### Required action
Beginning with the line that holds "Target: stem" in the data below, give again every line through the one that holds "The service MUST return one point per instance of the glossy", exactly as written.

Point-per-instance localization data:
◆ ◆ ◆ ◆ ◆
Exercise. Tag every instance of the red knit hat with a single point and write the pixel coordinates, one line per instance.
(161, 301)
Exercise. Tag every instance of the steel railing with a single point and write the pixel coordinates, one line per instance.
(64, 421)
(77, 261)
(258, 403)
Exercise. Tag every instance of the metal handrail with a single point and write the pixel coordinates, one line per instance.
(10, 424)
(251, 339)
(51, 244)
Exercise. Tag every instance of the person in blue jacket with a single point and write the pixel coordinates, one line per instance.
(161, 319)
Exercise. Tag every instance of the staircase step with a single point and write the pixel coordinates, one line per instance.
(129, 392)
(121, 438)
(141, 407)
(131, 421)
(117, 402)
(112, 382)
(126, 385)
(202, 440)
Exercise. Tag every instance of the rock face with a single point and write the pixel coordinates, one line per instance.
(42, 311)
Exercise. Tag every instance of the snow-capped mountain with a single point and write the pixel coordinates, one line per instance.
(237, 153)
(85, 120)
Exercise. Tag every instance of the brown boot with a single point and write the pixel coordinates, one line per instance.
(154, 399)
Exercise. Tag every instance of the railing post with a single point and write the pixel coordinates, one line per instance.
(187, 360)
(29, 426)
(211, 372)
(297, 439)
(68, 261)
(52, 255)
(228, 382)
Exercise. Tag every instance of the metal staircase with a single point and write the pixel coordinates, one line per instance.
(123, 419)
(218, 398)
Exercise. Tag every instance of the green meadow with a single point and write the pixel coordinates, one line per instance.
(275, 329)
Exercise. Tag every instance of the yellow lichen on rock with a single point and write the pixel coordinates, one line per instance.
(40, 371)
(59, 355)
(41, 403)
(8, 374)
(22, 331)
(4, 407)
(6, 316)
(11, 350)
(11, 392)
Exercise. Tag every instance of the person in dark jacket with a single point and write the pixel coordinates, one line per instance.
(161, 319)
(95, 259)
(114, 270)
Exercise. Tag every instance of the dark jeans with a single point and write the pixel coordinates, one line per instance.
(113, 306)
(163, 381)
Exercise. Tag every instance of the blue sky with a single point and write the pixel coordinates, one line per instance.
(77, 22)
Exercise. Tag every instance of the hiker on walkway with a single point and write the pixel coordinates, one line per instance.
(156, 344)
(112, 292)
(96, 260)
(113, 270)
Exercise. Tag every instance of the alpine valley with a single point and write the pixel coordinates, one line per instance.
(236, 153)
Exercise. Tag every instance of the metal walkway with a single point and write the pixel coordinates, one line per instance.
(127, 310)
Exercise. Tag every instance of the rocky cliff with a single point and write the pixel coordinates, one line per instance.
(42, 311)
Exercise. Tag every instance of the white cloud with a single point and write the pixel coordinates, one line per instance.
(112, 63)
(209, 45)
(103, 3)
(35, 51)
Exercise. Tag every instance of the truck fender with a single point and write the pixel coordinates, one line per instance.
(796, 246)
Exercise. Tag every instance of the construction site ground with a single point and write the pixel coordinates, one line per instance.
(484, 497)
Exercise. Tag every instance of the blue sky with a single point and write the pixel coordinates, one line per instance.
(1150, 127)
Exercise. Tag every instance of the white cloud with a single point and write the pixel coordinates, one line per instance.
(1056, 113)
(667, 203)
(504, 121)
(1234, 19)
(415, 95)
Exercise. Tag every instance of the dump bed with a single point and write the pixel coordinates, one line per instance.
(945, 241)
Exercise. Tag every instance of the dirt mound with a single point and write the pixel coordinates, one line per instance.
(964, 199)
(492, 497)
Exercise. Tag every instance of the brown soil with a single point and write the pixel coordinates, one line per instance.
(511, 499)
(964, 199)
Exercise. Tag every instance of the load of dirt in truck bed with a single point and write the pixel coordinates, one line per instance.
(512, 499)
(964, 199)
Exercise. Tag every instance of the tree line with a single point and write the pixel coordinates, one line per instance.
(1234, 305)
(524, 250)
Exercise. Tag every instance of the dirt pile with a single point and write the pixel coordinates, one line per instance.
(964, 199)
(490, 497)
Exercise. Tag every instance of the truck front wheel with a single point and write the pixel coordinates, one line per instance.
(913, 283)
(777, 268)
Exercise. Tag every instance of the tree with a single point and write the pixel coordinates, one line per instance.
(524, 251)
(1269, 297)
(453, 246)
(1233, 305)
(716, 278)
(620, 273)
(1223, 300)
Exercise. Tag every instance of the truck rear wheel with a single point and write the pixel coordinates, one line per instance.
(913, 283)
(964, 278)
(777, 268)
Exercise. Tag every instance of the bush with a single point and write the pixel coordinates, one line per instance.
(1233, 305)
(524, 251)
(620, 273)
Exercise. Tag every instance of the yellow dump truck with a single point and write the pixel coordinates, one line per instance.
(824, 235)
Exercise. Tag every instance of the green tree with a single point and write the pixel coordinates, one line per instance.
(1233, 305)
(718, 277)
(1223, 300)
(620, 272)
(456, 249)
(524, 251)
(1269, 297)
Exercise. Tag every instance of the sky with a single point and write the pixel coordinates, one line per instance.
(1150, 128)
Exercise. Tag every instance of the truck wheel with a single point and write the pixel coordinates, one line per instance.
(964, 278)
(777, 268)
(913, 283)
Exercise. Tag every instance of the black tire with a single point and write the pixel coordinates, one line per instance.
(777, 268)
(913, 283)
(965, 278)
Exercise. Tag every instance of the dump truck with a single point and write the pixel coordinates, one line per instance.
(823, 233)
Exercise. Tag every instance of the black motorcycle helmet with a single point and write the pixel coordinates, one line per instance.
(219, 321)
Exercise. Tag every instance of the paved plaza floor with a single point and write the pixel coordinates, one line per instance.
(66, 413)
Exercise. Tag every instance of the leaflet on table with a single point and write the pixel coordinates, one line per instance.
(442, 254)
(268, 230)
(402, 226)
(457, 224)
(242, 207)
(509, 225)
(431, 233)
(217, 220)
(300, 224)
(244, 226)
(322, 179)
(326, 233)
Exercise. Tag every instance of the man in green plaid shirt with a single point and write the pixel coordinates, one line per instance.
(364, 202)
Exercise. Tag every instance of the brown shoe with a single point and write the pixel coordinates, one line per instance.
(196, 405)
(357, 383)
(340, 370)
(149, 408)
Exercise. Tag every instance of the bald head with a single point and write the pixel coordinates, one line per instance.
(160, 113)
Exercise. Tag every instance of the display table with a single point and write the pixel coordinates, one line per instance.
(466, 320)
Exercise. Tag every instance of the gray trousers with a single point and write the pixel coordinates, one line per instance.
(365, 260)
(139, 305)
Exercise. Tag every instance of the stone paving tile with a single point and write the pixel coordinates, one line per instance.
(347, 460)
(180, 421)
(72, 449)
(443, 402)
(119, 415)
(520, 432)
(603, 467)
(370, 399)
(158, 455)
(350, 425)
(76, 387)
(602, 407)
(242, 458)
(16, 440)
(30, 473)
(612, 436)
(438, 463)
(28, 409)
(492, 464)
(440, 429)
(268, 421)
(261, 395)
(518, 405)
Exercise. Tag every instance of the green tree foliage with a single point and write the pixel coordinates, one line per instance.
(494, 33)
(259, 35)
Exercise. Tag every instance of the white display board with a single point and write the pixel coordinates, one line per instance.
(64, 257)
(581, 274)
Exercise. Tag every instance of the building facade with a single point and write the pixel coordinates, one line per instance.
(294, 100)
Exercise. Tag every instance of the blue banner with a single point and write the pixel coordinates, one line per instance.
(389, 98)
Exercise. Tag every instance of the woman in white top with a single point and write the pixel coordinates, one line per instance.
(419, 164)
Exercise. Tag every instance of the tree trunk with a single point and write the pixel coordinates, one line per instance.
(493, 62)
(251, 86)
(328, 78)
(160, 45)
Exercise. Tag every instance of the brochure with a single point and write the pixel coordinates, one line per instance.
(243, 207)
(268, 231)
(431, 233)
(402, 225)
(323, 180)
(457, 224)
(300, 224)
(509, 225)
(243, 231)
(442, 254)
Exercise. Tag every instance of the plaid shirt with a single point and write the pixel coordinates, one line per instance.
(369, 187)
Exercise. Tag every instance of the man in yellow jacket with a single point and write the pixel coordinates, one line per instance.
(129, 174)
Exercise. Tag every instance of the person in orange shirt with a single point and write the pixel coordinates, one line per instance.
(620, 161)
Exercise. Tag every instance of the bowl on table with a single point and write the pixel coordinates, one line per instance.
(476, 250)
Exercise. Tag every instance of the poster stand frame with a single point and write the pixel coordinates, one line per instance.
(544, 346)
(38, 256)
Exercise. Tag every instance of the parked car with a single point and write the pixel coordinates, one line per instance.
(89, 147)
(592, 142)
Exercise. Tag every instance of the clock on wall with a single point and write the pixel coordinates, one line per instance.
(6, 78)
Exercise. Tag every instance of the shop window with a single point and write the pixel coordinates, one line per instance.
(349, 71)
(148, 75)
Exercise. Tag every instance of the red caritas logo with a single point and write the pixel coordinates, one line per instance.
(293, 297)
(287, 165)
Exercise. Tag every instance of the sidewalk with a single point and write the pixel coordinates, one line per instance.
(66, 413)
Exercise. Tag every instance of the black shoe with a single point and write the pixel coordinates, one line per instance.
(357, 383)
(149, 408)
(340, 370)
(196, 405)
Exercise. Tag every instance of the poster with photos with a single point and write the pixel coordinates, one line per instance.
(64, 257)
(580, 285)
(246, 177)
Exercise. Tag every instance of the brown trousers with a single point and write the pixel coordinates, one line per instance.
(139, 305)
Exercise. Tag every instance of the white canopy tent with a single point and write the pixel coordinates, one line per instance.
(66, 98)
◆ ◆ ◆ ◆ ◆
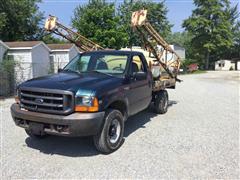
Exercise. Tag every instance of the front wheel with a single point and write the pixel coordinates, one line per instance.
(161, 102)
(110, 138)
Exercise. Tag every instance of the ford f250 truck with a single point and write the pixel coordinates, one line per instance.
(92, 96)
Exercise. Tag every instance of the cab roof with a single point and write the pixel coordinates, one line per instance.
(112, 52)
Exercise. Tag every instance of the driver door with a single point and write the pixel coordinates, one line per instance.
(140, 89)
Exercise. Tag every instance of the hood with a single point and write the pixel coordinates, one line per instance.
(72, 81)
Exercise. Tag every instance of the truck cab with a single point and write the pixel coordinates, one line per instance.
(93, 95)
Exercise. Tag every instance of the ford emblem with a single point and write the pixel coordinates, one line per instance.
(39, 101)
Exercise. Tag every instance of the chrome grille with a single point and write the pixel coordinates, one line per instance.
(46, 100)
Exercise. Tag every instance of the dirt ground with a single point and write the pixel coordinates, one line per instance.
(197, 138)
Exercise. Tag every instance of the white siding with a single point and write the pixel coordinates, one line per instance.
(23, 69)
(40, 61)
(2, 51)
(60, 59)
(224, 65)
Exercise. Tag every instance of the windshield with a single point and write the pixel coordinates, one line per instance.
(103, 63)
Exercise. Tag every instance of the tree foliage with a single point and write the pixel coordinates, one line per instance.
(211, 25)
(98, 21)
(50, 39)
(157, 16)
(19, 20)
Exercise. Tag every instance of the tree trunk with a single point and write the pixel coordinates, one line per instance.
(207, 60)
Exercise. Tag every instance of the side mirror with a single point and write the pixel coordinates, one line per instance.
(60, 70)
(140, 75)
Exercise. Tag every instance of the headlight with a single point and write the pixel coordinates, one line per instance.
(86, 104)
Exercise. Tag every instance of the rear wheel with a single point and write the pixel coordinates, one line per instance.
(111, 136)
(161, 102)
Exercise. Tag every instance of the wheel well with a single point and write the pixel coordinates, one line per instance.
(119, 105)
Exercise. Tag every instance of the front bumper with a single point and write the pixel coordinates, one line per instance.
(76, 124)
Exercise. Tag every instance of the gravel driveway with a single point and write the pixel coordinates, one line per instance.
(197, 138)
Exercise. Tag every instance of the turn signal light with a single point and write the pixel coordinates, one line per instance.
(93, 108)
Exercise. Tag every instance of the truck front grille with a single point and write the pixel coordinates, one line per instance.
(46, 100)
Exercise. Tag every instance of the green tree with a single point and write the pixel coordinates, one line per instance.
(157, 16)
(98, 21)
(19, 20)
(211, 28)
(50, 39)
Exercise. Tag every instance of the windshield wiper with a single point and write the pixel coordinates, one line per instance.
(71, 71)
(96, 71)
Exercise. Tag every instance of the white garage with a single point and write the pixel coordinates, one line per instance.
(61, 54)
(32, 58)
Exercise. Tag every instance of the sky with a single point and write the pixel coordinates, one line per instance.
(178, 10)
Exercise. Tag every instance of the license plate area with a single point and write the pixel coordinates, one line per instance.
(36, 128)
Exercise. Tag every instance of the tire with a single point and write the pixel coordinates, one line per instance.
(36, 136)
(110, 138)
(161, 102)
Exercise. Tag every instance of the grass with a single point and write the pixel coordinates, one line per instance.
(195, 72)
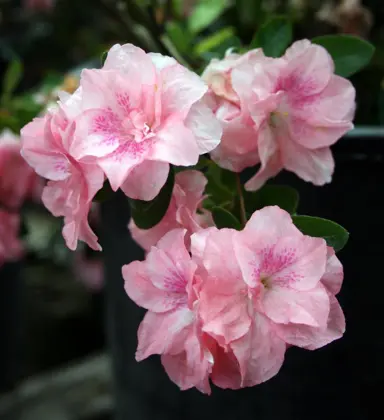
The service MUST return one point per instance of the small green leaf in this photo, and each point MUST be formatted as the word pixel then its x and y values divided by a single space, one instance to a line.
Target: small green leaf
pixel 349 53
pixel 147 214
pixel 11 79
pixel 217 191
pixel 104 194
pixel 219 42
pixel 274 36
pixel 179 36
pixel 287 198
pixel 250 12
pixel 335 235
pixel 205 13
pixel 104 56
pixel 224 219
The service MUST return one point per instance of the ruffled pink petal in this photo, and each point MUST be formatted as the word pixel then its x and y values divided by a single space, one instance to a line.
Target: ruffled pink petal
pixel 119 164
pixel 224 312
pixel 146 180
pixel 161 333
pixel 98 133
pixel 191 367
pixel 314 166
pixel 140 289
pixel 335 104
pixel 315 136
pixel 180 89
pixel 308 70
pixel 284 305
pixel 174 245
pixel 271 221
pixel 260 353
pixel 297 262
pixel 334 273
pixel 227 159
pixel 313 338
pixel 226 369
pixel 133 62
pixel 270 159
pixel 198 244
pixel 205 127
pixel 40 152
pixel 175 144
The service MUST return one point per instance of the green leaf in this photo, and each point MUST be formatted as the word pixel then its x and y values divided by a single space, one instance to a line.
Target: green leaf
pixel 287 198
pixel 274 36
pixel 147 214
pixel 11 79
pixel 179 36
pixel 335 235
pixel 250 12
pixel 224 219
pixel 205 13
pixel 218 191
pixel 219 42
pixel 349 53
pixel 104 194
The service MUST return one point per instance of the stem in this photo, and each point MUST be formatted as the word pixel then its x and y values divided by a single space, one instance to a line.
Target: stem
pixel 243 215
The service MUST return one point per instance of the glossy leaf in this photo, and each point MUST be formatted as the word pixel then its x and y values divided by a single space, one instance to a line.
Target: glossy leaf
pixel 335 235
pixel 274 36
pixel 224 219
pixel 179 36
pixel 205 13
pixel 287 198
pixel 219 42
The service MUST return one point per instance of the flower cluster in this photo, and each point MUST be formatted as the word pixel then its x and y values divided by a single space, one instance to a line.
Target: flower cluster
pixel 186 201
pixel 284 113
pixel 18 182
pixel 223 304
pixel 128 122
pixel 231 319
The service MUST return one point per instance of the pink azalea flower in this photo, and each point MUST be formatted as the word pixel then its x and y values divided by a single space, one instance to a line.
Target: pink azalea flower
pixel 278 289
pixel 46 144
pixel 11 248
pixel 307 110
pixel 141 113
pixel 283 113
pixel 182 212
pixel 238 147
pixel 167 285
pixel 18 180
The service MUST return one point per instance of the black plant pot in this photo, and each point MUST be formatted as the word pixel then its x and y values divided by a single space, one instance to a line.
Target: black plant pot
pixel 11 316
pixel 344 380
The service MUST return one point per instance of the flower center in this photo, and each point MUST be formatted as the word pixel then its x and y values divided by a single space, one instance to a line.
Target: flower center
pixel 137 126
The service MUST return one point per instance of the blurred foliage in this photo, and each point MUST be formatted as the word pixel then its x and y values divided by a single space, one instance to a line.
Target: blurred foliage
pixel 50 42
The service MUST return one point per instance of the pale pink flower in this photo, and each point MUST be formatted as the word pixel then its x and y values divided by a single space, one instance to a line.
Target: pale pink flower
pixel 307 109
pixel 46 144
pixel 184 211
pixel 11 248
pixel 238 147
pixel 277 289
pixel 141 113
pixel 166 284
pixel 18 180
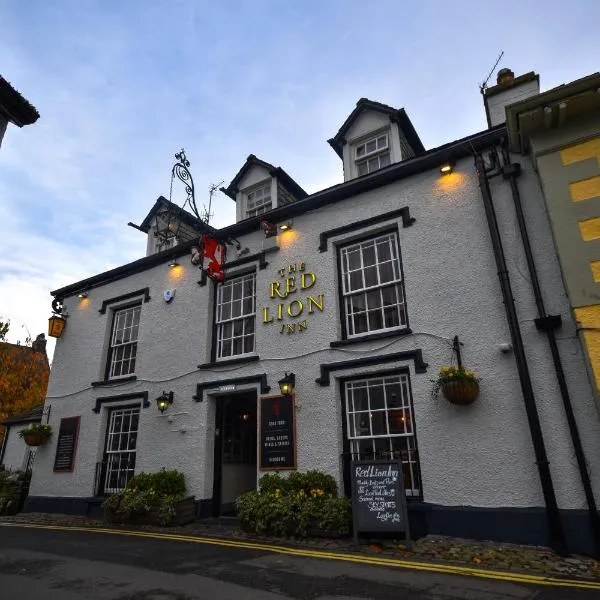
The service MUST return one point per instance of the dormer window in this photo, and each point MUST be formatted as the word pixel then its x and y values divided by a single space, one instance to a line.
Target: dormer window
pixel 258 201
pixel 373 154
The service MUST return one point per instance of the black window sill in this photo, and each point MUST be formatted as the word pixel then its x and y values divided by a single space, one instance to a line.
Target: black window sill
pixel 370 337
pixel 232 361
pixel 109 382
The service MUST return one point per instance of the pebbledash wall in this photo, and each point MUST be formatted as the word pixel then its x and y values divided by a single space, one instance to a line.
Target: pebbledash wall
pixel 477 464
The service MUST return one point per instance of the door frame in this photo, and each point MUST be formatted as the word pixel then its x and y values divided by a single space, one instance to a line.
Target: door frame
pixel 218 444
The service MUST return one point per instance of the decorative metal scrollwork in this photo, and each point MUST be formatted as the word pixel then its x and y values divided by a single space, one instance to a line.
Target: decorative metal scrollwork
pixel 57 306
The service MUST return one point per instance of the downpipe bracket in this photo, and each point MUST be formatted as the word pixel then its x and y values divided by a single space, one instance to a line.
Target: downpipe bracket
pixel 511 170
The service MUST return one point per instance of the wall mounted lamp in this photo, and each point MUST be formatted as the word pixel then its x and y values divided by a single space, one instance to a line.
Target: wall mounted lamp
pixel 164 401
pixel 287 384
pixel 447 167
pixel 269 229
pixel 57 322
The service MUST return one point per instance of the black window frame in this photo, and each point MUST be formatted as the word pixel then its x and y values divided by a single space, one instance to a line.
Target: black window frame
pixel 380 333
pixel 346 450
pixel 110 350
◆ ◆ ◆ ◆ ◆
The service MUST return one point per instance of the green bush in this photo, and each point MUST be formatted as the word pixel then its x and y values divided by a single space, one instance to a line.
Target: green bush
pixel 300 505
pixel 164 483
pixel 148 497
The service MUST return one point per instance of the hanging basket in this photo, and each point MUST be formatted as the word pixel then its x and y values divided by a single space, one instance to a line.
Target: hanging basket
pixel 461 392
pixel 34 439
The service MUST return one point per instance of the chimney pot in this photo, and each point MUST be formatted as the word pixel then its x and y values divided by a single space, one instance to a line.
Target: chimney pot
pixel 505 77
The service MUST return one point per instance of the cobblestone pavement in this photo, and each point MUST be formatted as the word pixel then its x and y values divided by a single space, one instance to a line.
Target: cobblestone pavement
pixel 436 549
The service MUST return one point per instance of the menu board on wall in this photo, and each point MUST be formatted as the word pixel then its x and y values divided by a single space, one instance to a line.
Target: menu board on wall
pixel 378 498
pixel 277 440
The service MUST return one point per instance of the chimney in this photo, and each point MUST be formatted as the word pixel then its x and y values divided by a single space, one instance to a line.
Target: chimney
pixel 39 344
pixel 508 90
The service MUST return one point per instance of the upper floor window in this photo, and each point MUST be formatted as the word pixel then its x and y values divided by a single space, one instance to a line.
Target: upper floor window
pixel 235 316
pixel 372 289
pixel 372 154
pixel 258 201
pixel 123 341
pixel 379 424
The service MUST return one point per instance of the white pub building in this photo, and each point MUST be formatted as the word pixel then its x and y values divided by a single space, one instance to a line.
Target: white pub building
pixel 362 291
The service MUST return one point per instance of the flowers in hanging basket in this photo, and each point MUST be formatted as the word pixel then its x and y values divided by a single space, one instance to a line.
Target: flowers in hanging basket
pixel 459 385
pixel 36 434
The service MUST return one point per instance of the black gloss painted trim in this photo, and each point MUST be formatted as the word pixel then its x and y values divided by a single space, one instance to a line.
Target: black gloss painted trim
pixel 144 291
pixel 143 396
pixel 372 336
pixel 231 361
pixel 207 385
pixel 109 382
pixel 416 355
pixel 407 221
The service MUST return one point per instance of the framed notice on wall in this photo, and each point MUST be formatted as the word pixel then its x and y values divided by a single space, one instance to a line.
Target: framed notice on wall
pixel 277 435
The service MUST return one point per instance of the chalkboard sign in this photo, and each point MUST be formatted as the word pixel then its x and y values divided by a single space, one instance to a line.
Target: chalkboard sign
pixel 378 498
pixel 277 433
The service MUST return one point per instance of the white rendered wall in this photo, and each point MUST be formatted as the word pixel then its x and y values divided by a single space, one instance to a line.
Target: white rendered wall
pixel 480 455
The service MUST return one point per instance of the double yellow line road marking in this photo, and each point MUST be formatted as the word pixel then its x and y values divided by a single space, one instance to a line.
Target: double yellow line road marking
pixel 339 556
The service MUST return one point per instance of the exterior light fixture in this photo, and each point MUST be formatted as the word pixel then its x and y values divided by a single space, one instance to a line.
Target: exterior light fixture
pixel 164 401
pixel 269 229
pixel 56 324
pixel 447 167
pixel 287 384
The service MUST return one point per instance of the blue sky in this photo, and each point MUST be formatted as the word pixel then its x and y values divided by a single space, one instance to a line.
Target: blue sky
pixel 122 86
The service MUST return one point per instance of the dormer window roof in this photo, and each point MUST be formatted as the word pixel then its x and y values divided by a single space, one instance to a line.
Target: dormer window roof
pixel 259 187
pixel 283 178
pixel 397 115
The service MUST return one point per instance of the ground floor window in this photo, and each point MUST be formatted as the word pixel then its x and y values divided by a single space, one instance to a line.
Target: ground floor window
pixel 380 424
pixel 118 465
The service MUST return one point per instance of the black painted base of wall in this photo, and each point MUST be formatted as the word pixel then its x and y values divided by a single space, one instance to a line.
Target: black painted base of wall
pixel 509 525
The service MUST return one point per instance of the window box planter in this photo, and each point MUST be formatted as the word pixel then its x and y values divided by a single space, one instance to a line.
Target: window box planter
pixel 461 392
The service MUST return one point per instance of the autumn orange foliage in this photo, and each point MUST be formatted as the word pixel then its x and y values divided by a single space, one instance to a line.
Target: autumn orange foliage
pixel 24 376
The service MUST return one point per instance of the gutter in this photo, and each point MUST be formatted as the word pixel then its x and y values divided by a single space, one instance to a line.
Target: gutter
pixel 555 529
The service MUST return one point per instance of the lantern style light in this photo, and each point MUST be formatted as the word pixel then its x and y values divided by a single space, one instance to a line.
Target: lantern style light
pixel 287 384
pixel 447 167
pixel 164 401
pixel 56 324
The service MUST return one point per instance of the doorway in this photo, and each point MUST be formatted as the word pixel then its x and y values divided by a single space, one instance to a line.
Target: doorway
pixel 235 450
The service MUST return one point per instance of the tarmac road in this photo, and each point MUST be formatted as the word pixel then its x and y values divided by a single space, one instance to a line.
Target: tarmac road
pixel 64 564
◆ ◆ ◆ ◆ ◆
### Solved problem
Target: stem
pixel 243 215
The service MUST return one point per instance of the glossy leaf in this photo, and each point MUST be formatted as the word pixel then its x and y values divided by a single space, one instance to a line.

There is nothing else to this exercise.